§ **KUTIPAN HALAMAN**:
□ □ □ □

Ada sebagian ulama salaf dari penduduk kota madinah dan juga sebagian ulama khalaf yang mengingkarinya dan berusaha mencederai hadits-hadits yang menunjukan keutaamannya seperti hadits : “Sesungguhnya Allah mengampuni di malam Nishfu Sya’ban terhadap dosa dengan pengampunan yang lebih banyak dari bulu domba
Bani kilab”.
Setelah Mereka yang mencederai hadits tersebut akhirnya mereka berkata bahwa tidak ada perbedaan diantara bulan sya’ban dan bulan lainnya.

□ □ □ □

§ **Catatan dari sebuah sumber data**:
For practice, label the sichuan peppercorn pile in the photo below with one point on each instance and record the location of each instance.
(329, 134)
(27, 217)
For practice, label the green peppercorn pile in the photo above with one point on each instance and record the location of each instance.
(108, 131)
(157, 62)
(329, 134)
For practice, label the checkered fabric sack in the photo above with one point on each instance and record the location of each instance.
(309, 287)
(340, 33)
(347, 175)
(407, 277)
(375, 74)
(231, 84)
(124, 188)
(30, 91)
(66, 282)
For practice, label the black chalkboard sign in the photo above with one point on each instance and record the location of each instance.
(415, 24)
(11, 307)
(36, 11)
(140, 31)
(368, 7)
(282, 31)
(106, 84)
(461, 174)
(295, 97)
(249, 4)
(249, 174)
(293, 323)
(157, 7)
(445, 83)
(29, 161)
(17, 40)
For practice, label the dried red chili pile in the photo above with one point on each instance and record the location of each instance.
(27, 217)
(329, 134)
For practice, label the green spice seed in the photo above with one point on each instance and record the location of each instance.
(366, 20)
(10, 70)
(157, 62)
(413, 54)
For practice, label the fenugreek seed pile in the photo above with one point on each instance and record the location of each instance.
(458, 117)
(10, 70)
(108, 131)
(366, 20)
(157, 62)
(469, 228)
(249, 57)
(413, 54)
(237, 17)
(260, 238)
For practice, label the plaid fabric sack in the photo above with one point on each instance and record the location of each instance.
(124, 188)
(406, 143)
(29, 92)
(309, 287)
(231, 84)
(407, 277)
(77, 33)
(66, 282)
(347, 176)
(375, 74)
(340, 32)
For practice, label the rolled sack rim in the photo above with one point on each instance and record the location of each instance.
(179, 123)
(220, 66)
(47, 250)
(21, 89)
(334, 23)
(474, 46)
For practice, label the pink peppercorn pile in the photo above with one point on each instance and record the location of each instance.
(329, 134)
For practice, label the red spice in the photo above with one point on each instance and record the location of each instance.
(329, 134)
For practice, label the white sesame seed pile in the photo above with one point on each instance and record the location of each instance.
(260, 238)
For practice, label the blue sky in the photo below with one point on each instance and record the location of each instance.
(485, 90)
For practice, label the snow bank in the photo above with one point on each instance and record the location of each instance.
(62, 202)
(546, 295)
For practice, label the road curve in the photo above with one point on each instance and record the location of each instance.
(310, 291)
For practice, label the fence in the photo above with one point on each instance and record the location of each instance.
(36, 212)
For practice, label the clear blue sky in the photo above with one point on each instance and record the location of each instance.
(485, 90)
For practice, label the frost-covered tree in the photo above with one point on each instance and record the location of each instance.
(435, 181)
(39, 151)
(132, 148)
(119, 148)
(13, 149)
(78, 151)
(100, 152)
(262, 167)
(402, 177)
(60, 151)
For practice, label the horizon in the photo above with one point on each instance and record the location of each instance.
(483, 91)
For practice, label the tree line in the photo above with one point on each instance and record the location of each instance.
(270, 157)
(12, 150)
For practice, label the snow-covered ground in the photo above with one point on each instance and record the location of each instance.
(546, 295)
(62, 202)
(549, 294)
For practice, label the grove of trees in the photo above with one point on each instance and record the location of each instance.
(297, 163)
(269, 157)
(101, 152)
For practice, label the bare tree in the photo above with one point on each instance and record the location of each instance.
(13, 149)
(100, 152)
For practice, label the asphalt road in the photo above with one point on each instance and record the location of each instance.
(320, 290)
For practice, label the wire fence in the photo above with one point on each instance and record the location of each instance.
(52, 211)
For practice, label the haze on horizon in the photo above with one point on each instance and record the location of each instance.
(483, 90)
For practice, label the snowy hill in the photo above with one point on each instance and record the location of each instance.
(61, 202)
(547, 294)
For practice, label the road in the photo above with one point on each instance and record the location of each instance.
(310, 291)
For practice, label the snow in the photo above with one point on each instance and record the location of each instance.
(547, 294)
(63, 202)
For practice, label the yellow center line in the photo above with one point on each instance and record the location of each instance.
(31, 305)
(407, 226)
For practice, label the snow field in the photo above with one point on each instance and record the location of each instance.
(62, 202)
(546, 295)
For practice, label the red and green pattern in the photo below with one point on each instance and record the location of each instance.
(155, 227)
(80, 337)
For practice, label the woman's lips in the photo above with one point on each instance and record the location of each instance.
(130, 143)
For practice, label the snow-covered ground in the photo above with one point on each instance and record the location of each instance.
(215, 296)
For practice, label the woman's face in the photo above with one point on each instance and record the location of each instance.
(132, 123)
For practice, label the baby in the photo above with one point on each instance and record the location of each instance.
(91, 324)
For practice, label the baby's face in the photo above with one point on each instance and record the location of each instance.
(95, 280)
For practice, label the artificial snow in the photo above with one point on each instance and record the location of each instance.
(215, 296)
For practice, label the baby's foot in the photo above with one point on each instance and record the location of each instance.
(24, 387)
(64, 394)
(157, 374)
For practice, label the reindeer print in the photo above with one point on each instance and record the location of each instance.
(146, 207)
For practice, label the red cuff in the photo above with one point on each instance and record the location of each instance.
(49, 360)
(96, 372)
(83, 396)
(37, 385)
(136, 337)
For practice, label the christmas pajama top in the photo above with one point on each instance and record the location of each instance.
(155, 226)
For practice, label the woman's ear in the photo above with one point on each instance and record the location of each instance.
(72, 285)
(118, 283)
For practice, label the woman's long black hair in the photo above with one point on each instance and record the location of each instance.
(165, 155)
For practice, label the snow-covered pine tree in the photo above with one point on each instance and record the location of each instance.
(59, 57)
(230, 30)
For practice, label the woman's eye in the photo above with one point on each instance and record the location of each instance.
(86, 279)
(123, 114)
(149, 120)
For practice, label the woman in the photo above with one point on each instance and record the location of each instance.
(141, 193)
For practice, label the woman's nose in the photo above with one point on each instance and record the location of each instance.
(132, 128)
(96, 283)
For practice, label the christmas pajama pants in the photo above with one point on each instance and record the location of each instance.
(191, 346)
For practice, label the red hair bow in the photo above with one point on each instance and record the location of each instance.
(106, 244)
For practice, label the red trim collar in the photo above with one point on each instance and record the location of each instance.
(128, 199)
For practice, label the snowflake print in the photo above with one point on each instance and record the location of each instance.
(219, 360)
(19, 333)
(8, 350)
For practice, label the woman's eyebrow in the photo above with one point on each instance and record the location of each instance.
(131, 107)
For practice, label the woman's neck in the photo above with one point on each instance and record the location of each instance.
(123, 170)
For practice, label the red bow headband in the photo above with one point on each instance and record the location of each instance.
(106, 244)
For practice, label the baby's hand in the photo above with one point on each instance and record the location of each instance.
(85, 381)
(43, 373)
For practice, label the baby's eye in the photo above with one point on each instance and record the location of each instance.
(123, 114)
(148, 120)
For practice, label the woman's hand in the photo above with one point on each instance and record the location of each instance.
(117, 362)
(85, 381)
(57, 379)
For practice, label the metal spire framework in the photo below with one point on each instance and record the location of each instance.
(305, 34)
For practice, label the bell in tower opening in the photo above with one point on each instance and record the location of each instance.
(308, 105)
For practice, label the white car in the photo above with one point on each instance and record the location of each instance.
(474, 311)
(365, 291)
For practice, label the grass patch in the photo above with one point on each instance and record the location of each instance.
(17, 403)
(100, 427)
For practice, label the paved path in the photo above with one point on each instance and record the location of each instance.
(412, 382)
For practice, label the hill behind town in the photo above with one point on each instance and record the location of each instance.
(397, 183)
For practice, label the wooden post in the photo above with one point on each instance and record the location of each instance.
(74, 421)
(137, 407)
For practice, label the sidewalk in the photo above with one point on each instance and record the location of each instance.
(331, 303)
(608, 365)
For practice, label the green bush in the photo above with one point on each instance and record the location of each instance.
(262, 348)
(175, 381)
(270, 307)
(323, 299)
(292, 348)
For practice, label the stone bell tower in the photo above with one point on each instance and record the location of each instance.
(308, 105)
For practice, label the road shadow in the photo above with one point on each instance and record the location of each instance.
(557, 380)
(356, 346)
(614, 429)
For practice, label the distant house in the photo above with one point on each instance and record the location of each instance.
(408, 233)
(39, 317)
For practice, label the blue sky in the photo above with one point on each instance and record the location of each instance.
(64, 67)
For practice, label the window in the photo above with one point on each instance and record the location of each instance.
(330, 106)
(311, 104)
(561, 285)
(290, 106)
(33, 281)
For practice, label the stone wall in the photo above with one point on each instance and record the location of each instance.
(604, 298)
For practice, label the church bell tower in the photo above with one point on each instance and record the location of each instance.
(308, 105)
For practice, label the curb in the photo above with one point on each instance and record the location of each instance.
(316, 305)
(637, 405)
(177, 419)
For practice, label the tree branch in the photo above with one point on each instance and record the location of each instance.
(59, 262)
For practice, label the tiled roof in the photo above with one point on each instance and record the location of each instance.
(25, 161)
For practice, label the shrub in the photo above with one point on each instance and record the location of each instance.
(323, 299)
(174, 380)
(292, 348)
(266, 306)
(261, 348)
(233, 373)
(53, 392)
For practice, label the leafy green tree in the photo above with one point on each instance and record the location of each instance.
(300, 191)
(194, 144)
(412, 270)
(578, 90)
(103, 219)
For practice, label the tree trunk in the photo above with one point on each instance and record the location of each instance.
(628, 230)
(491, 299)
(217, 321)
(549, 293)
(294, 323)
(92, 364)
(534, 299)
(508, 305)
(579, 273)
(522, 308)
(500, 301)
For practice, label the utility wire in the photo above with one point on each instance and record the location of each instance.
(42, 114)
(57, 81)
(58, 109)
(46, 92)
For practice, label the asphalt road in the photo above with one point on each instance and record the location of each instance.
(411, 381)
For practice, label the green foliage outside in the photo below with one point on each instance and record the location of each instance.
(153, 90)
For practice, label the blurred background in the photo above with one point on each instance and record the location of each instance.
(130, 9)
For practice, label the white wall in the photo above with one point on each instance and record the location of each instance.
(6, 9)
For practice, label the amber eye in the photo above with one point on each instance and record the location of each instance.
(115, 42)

□ □ □ □

§ **RINCIAN LATIHAN**: Tolong salin tanpa perubahan bagian kutipan tentang malam Nishfu Sya'ban yang diawali kata-kata berisi "Ada sebagian ulama" dan diakhiri dengan "dan bulan lainnya.". Catatan ini diambil dari sumber yang berbeda.

§ **JAWABAN LATIHAN**:
Ada sebagian ulama salaf dari penduduk kota madinah dan juga sebagian ulama khalaf yang mengingkarinya dan berusaha mencederai hadits-hadits yang menunjukan keutaamannya seperti hadits : “Sesungguhnya Allah mengampuni di malam Nishfu Sya’ban terhadap dosa dengan pengampunan yang lebih banyak dari bulu domba
Bani kilab”.
Setelah Mereka yang mencederai hadits tersebut akhirnya mereka berkata bahwa tidak ada perbedaan diantara bulan sya’ban dan bulan lainnya.